Raw entries:
## Start

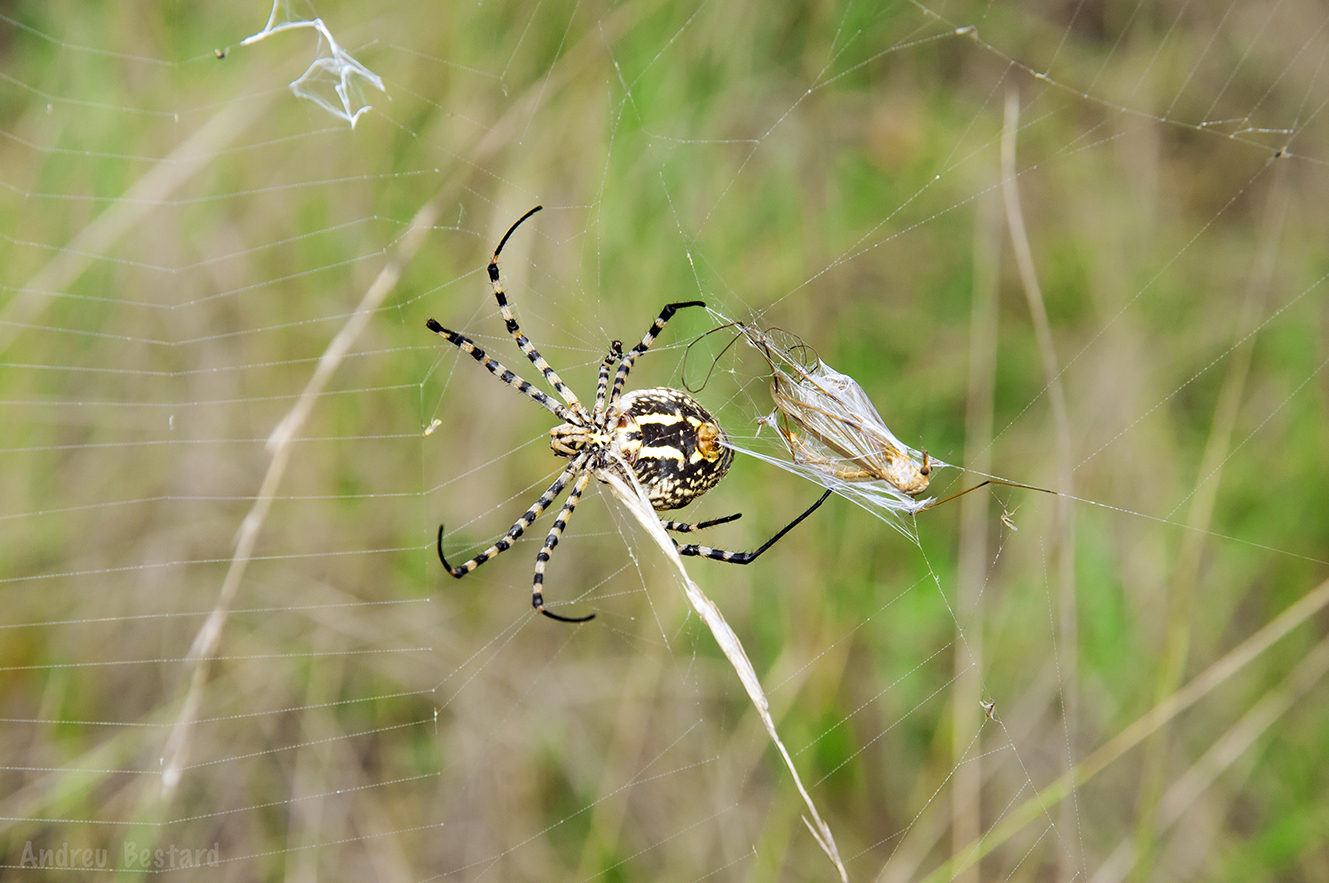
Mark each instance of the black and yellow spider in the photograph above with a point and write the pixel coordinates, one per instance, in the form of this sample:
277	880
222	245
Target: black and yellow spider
661	436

## End

Given problem: Print every entry above line for line, with the pictures left out.

Exercise result:
Mark each instance of the black and yellow spider in the photograph above with a point and write the pixel coordinates, one per instance, in the form of this sample:
277	880
222	245
Target: black and yellow spider
661	436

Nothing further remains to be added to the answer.